- _Exercise_:
Without the pictures, output the records below word for word.

- _Records for the task_:
====================

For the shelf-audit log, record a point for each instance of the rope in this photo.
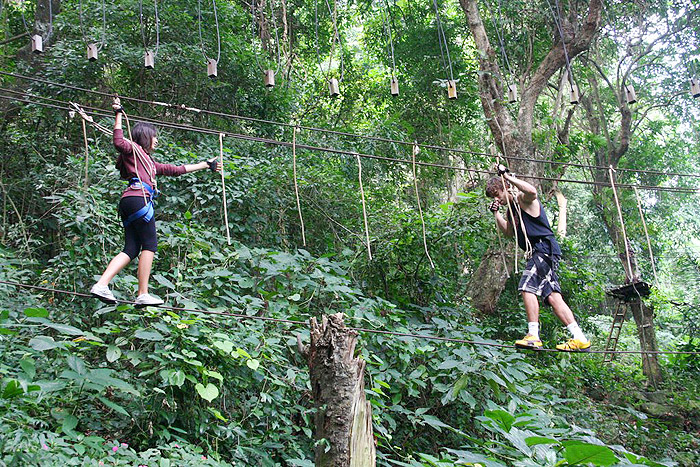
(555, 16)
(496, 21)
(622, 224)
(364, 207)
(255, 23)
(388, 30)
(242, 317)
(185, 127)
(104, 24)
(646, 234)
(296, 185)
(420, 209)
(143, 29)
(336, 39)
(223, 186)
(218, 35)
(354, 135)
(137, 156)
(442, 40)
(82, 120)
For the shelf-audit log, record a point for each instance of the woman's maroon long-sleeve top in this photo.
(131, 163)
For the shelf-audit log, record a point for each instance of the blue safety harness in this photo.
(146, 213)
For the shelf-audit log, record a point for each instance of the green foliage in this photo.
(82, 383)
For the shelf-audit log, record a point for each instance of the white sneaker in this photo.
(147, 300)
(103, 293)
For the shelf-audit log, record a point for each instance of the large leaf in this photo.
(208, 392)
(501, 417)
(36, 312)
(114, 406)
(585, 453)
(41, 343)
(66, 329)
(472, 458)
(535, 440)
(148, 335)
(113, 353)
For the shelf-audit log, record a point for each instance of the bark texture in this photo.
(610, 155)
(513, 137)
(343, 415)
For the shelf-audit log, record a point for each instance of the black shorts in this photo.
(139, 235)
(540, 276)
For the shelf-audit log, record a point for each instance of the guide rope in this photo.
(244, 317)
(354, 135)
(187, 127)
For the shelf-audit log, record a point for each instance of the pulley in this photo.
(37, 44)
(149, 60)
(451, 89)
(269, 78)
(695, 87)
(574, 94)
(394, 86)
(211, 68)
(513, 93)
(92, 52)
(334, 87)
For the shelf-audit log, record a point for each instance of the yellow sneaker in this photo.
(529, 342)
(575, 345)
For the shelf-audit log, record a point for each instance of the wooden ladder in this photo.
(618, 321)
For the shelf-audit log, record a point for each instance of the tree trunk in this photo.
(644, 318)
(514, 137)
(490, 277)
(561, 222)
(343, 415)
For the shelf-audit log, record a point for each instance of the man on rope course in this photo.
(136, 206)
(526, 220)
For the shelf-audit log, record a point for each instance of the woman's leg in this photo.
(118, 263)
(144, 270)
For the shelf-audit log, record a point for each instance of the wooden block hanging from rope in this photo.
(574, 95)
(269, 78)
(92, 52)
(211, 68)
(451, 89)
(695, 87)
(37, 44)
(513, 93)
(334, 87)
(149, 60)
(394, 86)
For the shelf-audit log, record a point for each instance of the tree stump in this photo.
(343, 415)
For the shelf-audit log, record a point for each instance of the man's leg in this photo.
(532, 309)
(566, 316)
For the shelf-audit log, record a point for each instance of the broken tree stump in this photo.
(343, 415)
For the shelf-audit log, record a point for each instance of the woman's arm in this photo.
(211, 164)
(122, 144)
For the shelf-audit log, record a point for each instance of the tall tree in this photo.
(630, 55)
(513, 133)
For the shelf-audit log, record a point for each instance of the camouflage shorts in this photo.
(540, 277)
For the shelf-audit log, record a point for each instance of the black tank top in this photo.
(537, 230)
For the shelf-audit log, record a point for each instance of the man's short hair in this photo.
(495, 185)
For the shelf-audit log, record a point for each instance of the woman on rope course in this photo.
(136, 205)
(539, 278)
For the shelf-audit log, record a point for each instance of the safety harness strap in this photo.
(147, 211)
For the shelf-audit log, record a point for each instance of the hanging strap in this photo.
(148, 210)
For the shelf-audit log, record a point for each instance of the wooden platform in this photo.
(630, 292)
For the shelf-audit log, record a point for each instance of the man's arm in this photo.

====================

- _Output for this exercise_:
For the shelf-audit log, record a point for each instance of the rope in this photo.
(555, 16)
(496, 21)
(622, 224)
(364, 207)
(255, 23)
(388, 30)
(242, 317)
(185, 127)
(104, 24)
(646, 234)
(296, 185)
(420, 209)
(143, 29)
(336, 39)
(223, 186)
(218, 35)
(354, 135)
(137, 156)
(442, 40)
(82, 120)
For the shelf-audit log, record a point for each instance of the woman's maroon long-sleeve top in this photo.
(131, 163)
For the shelf-audit log, record a point for each instance of the blue safety harness in this photo.
(146, 213)
For the shelf-audit log, record a point for each instance of the green foliage in this photo.
(82, 383)
For the shelf-audit log, record a point for each instance of the white sneaker in this photo.
(147, 300)
(103, 293)
For the shelf-audit log, record a point for each instance of the large leaf in this photo.
(208, 392)
(501, 417)
(36, 312)
(114, 406)
(585, 453)
(41, 343)
(66, 329)
(472, 458)
(535, 440)
(148, 335)
(113, 353)
For the shelf-audit log, record a point for each instance of the bark texture in this photo.
(610, 155)
(513, 137)
(343, 415)
For the shelf-audit log, record a point for each instance of the black shorts in this photo.
(139, 235)
(540, 276)
For the shelf-audit log, record a point for each instance of the guide rope in this photo.
(244, 317)
(354, 135)
(187, 127)
For the shelf-audit log, record a point for each instance of the pulley in this photo.
(37, 44)
(149, 60)
(451, 89)
(269, 78)
(695, 87)
(574, 94)
(394, 86)
(211, 68)
(513, 93)
(92, 52)
(334, 87)
For the shelf-audit log, record a point for each instance of the yellow sneaker in this photo.
(529, 342)
(575, 345)
For the shelf-audit log, record a point for each instance of the wooden ladder in this photo.
(618, 321)
For the shelf-audit log, record a point for each instance of the tree trunk in this photo.
(644, 318)
(514, 137)
(490, 277)
(561, 222)
(343, 415)
For the shelf-audit log, record a point for each instance of the man on rope course in this photo.
(136, 206)
(526, 220)
For the shelf-audit log, record a point for each instance of the woman's leg in this photo.
(118, 263)
(144, 270)
For the shelf-audit log, record a point for each instance of the wooden block hanging from rope in this photo.
(574, 95)
(269, 78)
(92, 52)
(211, 68)
(451, 89)
(695, 87)
(37, 44)
(513, 93)
(334, 87)
(149, 60)
(394, 86)
For the shelf-audit log, record a point for each instance of the tree stump in this photo.
(343, 415)
For the shelf-audit log, record a point for each instance of the man's leg in this photo.
(532, 309)
(566, 316)
For the shelf-audit log, record a point for each instance of the broken tree stump in this photo.
(343, 415)
For the shelf-audit log, record a point for each instance of the woman's arm in this photo.
(211, 164)
(122, 144)
For the shelf-audit log, record a point for each instance of the tall tree in this photo.
(630, 55)
(513, 133)
For the shelf-audit log, record a point for each instance of the camouflage shorts in this photo.
(540, 277)
For the shelf-audit log, record a point for each instance of the black tank top in this photo.
(537, 230)
For the shelf-audit log, record a point for each instance of the man's short hair in this photo.
(495, 185)
For the shelf-audit log, record a point for each instance of the woman on rope course in this photo.
(136, 205)
(539, 278)
For the shelf-audit log, record a point for each instance of the safety harness strap in this photo.
(147, 211)
For the shelf-audit log, record a point for each instance of the hanging strap in this photo.
(148, 210)
For the shelf-audit log, record a point for each instance of the wooden platform in this photo.
(630, 292)
For the shelf-audit log, record a point for each instance of the man's arm in this photo.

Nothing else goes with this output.